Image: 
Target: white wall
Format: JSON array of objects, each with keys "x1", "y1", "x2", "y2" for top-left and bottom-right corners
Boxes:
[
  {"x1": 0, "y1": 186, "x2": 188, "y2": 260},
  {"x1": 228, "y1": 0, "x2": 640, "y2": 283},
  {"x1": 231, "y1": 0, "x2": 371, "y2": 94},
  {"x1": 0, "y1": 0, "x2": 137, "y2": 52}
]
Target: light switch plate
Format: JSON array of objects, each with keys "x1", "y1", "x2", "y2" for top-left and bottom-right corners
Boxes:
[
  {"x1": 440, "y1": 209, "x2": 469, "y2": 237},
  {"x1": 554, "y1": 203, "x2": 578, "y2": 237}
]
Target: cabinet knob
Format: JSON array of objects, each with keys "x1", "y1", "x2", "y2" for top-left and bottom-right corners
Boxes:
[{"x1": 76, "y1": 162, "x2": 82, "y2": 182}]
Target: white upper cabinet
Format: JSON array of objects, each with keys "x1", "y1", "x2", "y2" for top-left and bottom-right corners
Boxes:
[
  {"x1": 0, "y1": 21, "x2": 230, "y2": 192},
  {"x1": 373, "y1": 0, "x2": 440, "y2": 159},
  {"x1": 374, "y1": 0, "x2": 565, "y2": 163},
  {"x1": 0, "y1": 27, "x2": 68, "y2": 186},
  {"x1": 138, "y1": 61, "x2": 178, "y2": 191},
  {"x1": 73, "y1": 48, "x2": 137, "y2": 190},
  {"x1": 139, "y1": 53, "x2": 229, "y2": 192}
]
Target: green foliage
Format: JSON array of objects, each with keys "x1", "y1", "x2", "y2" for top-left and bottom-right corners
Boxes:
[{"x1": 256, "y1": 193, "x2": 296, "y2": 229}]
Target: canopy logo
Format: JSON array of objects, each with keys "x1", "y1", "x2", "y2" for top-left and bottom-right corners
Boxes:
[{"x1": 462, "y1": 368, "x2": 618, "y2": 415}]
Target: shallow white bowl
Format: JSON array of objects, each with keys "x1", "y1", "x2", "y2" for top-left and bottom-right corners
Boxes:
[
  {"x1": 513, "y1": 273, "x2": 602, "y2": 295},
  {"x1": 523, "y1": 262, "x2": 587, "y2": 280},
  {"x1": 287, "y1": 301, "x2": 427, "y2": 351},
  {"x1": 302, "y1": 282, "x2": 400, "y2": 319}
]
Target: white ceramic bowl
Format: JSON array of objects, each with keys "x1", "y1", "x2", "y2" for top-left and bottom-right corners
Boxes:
........
- **Exercise goal**
Please write out the records above again, changing each "Target" to "Label" and keeping everything else the same.

- **Task answer**
Image: 
Label: white wall
Format: JSON array of objects, each with keys "x1", "y1", "x2", "y2" for top-left and bottom-right corners
Boxes:
[
  {"x1": 0, "y1": 186, "x2": 188, "y2": 260},
  {"x1": 228, "y1": 0, "x2": 640, "y2": 283},
  {"x1": 231, "y1": 0, "x2": 371, "y2": 94},
  {"x1": 0, "y1": 0, "x2": 137, "y2": 52}
]
Label: light switch plate
Format: JSON array of objects, each with keys "x1", "y1", "x2", "y2" for top-left and bottom-right corners
Boxes:
[
  {"x1": 440, "y1": 209, "x2": 469, "y2": 237},
  {"x1": 554, "y1": 203, "x2": 578, "y2": 237}
]
Label: cabinet knob
Format: JSON array of objects, each with keys "x1", "y1", "x2", "y2" for top-left and bottom-right corners
Boxes:
[{"x1": 76, "y1": 162, "x2": 82, "y2": 182}]
Label: white upper cabinet
Format: JSON array of objects, each with keys "x1", "y1", "x2", "y2" for top-left and bottom-right corners
Boxes:
[
  {"x1": 0, "y1": 21, "x2": 230, "y2": 192},
  {"x1": 373, "y1": 0, "x2": 440, "y2": 159},
  {"x1": 374, "y1": 0, "x2": 565, "y2": 163},
  {"x1": 0, "y1": 27, "x2": 68, "y2": 186},
  {"x1": 138, "y1": 61, "x2": 178, "y2": 191},
  {"x1": 73, "y1": 48, "x2": 137, "y2": 190},
  {"x1": 139, "y1": 53, "x2": 229, "y2": 192}
]
Label: green foliage
Format: JSON array of objects, each with keys "x1", "y1", "x2", "y2" for top-left and bottom-right corners
Boxes:
[{"x1": 256, "y1": 193, "x2": 296, "y2": 229}]
Label: canopy logo
Format: JSON array of objects, each with keys "x1", "y1", "x2", "y2" for top-left and bottom-right corners
Boxes:
[{"x1": 462, "y1": 368, "x2": 618, "y2": 415}]
Label: shallow white bowl
Format: JSON array of objects, each with keys "x1", "y1", "x2", "y2" for top-left and bottom-right corners
Boxes:
[
  {"x1": 513, "y1": 273, "x2": 602, "y2": 295},
  {"x1": 523, "y1": 262, "x2": 587, "y2": 280},
  {"x1": 287, "y1": 301, "x2": 427, "y2": 351},
  {"x1": 302, "y1": 282, "x2": 400, "y2": 319}
]
Label: white ceramic bowl
Format: JSON array of objects, each with keys "x1", "y1", "x2", "y2" for top-left and bottom-right corners
Boxes:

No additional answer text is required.